*Parts of the exercise*:
A) Transcribe the part of the Heritage Center passage starting at "The first gallery" and ending at "the Pennsylvanian period.".
B) According to the Heritage Center passage, how many galleries does the museum include?
C) Take the Heritage Center passage further, picking up right after its final sentence.

*Passage shown*:
THE HERITAGE CENTER

To go through life with no interest in what happened before you appeared on the scene is to go through life with the outlook of a child.

These words attributed to Cicero by Historian David McCullough reflect the mission of Grundy County Historical Society to inspire all of the people and communities of the South Cumberland Plateau, its coves and valleys, to understand who they are and how they are connected in history with interrelated pathways. It has developed a Heritage Center located in Tracy City as an enhancement to the region. It has entered into agreements with other historical and preservation organizations to coordinate in a single place the cultural heritage of the region. The other organizations include Beersheba Springs Historical Society, Chikamaka Cultural Preservation Organization, Monteagle Sunday School Assembly and Swiss Historical Society of Grundy County. Knowledge of the rich history of the area and appreciation of its impact upon life far beyond the local scene is necessary for a mature understanding of who lives here and who may aspire to live here. It is also instructive to a wider audience of the lessons experienced on the plateau.

HERITAGE CENTER OVERVIEW

The Heritage Center consists of a museum and a library and research center. The museum includes eight galleries that depict themes of history that grew out of the plateau that had national or international impact. The library focuses on the people who lived on the plateau for family, cultural, and historical research with sources and proper equipment to access sources for such research

The first gallery of the museum shows how the plateau developed through geologic eras with an emphasis on the formation of coal during the Pennsylvanian period.

*Raw data*:
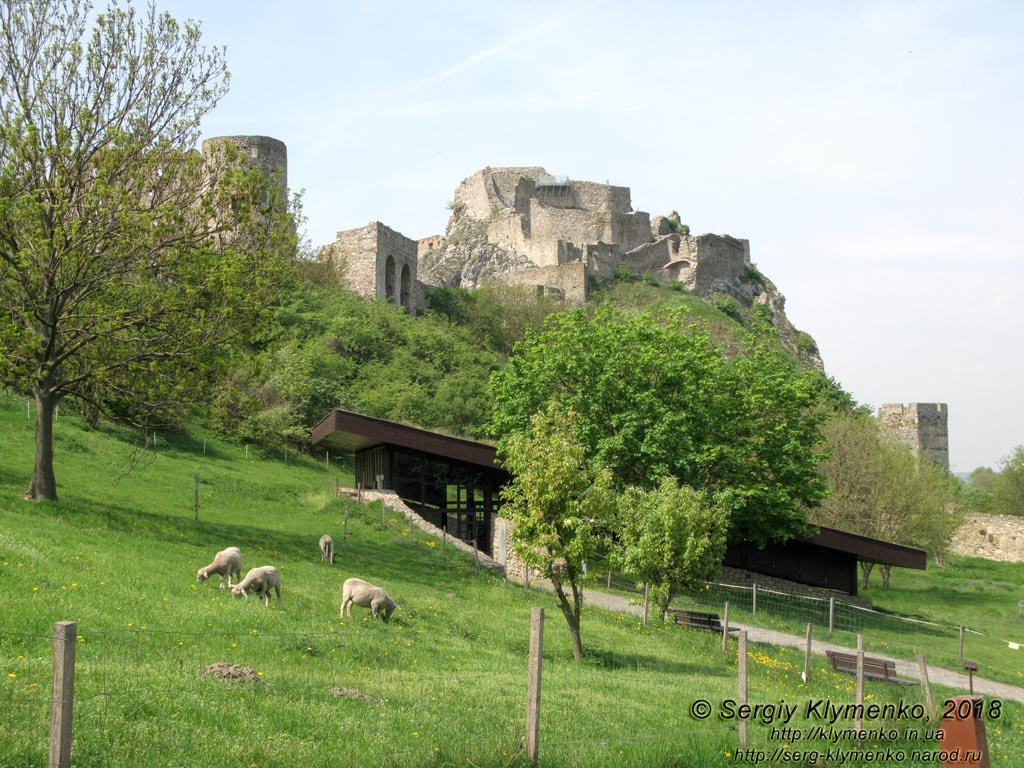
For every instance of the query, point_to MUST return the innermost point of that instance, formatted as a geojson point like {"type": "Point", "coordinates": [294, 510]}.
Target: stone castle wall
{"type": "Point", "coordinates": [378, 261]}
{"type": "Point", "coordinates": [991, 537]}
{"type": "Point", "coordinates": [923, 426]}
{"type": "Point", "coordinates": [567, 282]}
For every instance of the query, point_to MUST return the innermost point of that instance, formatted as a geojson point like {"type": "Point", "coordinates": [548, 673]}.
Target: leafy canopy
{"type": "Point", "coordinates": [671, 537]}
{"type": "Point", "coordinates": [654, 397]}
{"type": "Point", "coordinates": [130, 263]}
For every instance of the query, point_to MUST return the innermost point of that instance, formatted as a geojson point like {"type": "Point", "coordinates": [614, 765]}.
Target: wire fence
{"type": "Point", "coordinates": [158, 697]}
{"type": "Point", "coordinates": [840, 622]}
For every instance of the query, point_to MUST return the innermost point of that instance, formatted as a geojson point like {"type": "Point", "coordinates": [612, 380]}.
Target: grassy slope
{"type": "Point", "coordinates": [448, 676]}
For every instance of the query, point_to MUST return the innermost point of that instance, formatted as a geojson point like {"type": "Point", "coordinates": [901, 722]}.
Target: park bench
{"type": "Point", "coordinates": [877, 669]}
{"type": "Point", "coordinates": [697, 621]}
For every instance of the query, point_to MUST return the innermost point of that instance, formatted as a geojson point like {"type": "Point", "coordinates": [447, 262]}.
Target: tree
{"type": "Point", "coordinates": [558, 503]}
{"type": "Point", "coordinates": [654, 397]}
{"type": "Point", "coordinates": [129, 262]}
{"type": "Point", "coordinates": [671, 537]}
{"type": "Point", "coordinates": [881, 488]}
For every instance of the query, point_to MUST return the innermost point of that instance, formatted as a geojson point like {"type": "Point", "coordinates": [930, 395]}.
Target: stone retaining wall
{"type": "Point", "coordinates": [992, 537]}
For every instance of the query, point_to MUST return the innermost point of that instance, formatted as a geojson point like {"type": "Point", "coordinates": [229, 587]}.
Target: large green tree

*Final results*:
A)
The first gallery of the museum shows how the plateau developed through geologic eras with an emphasis on the formation of coal during the Pennsylvanian period.

B) Eight galleries.

C)
The second gallery portrays the Chickamauga Native Americans, their alliance with the British during the Revolutionary War in 1775, and their development of five towns along the Tennessee River. The gallery shows how the Chickamauga strove to prevent white American settlement into Middle Tennessee by attacking boats on the Tennessee River heading to Middle Tennessee and by using the ancient Cisca Trail from St. Augustine, Florida. The trail crossed the plateau at what is now Monteagle and descended into Middle Tennessee on a section known as Nickajack Trail. From the trail the Chickamauga attacked settlements that had been established at Nashboro, Murfreesboro and other sites in hit and run raids.. The gallery tells the story of Joseph Brown, a white boy captured in 1788 from one of the boats heading for Middle Tennessee. He was taken into captivity and placed with one of the families of the Chickamauga. He learned the trail system. In a prisoner exchange he was released to the American settlers. In 1794 he guided the militia led by Major James Ore along the Cisca Trail to Nickajack Town where the militia destroyed the principal Chickamauga towns. The Chickamauga dispersed, many to the plateau, where they were when the plateau was opened for white settlement. In time many of them intermarried or otherwise cohabited with the settlers and took their surnames. By 1828 they were so mixed into the settler population that they were bypassed by the Trail of Tears removal. Their descendants are today a significant part of the population of the plateau.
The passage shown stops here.